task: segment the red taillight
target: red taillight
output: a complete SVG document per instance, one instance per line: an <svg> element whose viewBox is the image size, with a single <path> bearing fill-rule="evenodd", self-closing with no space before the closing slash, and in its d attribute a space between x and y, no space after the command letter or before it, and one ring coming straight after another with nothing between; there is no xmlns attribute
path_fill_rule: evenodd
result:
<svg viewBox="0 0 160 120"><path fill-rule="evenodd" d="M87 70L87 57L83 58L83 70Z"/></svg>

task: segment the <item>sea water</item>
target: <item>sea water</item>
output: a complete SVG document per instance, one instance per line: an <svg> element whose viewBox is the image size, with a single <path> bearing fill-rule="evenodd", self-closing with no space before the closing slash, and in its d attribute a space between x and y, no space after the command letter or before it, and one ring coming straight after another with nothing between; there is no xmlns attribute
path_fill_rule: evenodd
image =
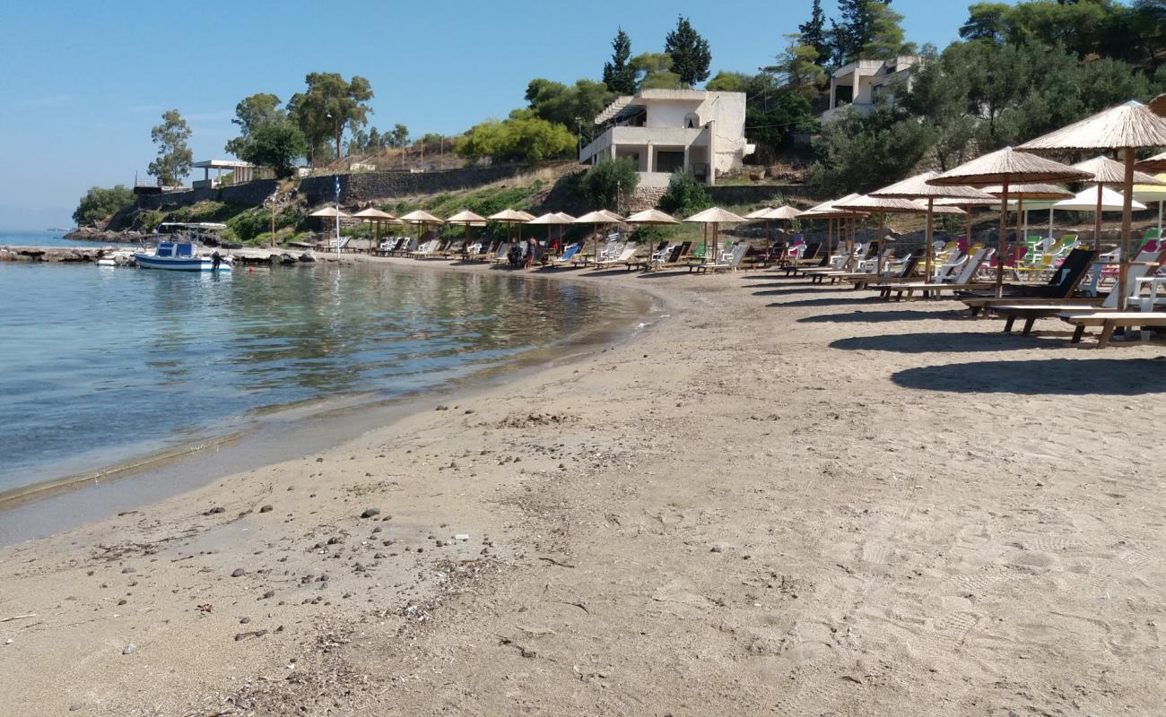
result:
<svg viewBox="0 0 1166 717"><path fill-rule="evenodd" d="M448 386L620 317L624 294L505 270L0 263L0 493L281 407Z"/></svg>

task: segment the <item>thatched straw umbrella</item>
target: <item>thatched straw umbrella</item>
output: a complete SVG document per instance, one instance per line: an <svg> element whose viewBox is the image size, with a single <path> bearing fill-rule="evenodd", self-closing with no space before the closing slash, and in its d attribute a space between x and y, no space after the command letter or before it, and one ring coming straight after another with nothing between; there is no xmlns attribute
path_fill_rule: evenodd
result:
<svg viewBox="0 0 1166 717"><path fill-rule="evenodd" d="M1093 175L1089 178L1089 182L1097 184L1097 203L1093 210L1096 215L1094 218L1094 247L1097 247L1101 242L1102 188L1107 184L1110 187L1122 187L1125 183L1125 167L1123 167L1121 162L1114 161L1105 155L1098 155L1091 160L1077 162L1073 167L1082 171L1088 171ZM1139 184L1163 183L1153 175L1138 171L1137 169L1133 170L1133 181Z"/></svg>
<svg viewBox="0 0 1166 717"><path fill-rule="evenodd" d="M1135 150L1144 147L1166 147L1166 118L1138 101L1098 112L1073 122L1068 127L1027 141L1020 149L1030 152L1076 152L1082 149L1123 150L1124 173L1122 194L1122 266L1118 273L1118 310L1124 311L1129 298L1130 230L1133 222L1133 164Z"/></svg>
<svg viewBox="0 0 1166 717"><path fill-rule="evenodd" d="M984 194L971 187L956 184L954 187L936 187L930 181L939 176L934 171L925 171L913 177L907 177L901 182L895 182L890 187L874 190L872 197L886 197L891 199L923 199L927 202L927 232L923 239L923 275L930 280L932 275L932 237L935 233L935 201L936 199L991 199L991 195Z"/></svg>
<svg viewBox="0 0 1166 717"><path fill-rule="evenodd" d="M1004 258L1007 256L1009 189L1013 184L1083 180L1087 173L1011 147L997 149L928 180L935 187L1000 185L1000 237L996 261L996 296L1004 296Z"/></svg>
<svg viewBox="0 0 1166 717"><path fill-rule="evenodd" d="M842 245L842 219L857 219L865 217L865 212L861 212L855 209L844 209L837 206L840 202L847 202L850 199L857 199L858 195L849 194L845 197L838 197L837 199L829 199L822 202L821 204L815 204L814 206L807 209L801 213L802 219L826 219L826 253L829 255L833 244L834 244L834 220L838 219L838 245ZM849 237L848 237L849 245Z"/></svg>
<svg viewBox="0 0 1166 717"><path fill-rule="evenodd" d="M890 197L870 197L859 195L852 199L840 199L834 203L838 209L852 209L856 211L878 215L878 267L874 273L883 270L883 246L884 233L886 232L887 215L921 215L927 211L926 206L920 206L911 199L893 199Z"/></svg>
<svg viewBox="0 0 1166 717"><path fill-rule="evenodd" d="M588 212L582 217L571 222L571 224L591 224L595 227L595 260L599 261L599 226L606 226L609 224L619 224L624 218L616 212L607 211L605 209L596 210L593 212Z"/></svg>
<svg viewBox="0 0 1166 717"><path fill-rule="evenodd" d="M745 219L745 217L738 217L731 211L723 210L719 206L714 206L702 212L696 212L691 217L684 219L684 222L693 222L695 224L704 224L712 226L712 263L716 263L717 258L721 254L721 241L718 236L721 225L742 224L744 222L747 222L747 219ZM708 259L708 256L705 259Z"/></svg>
<svg viewBox="0 0 1166 717"><path fill-rule="evenodd" d="M403 222L401 222L400 219L398 219L393 215L391 215L388 212L385 212L385 211L380 211L379 209L377 209L374 206L370 206L367 209L361 209L360 211L358 211L357 213L354 213L352 216L353 217L359 217L364 222L368 222L368 223L372 224L372 241L368 244L368 253L370 254L377 247L377 239L380 238L379 230L380 230L380 225L381 224L403 224Z"/></svg>
<svg viewBox="0 0 1166 717"><path fill-rule="evenodd" d="M548 227L549 226L557 226L559 227L559 244L562 245L562 242L563 242L563 225L570 224L571 222L575 222L575 217L573 217L570 215L566 215L563 212L547 212L547 213L545 213L545 215L542 215L540 217L535 217L534 219L531 219L529 222L527 222L527 224L547 225ZM547 230L547 241L548 242L550 241L550 230L549 229Z"/></svg>
<svg viewBox="0 0 1166 717"><path fill-rule="evenodd" d="M423 209L417 209L405 215L403 217L401 217L401 222L408 222L409 224L417 225L417 241L420 241L422 234L424 234L427 224L434 224L438 226L444 224L444 220L430 215Z"/></svg>
<svg viewBox="0 0 1166 717"><path fill-rule="evenodd" d="M993 184L991 187L985 187L984 191L999 198L1004 192L1004 187L1000 184ZM1016 202L1017 208L1017 239L1012 242L1012 261L1019 259L1020 245L1028 234L1028 215L1025 210L1025 202L1030 205L1033 202L1056 202L1072 197L1073 192L1065 189L1063 187L1058 187L1056 184L1042 184L1039 182L1030 182L1027 184L1013 184L1009 187L1009 202ZM997 261L1002 260L1003 255L997 258Z"/></svg>
<svg viewBox="0 0 1166 717"><path fill-rule="evenodd" d="M680 219L673 217L672 215L665 213L659 209L645 209L641 212L635 212L634 215L625 219L627 224L635 224L640 226L667 226L672 224L680 224ZM648 260L644 262L644 270L652 270L652 245L648 245Z"/></svg>
<svg viewBox="0 0 1166 717"><path fill-rule="evenodd" d="M445 219L445 222L448 224L462 224L462 225L465 226L465 234L464 234L463 239L465 240L466 248L469 248L469 246L470 246L470 227L471 226L485 226L486 225L486 218L485 217L483 217L482 215L471 212L468 209L463 209L462 211L457 212L456 215L454 215L449 219Z"/></svg>

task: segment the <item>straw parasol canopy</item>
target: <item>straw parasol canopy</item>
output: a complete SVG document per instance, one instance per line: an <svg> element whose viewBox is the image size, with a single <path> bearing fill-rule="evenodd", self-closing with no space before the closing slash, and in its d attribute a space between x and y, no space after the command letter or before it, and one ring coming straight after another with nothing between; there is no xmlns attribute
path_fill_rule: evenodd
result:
======
Render the lines from the one containing "task: segment the <item>straw" through the end of the entries as a JSON list of strings, with one string per line and blank lines omitted.

[
  "task: segment the <item>straw parasol canopy</item>",
  "target: <item>straw parasol canopy</item>",
  "output: a complete SVG document per instance, one instance per line: an <svg> element whose viewBox is the image size, with a single <path> bearing fill-rule=\"evenodd\", self-closing with no space before the closing slash, and in its d attribute a space between x and y, no space after the command letter or before it, and one ring coming straight after another with nothing between; there is no xmlns attribute",
  "path_fill_rule: evenodd",
  "result:"
]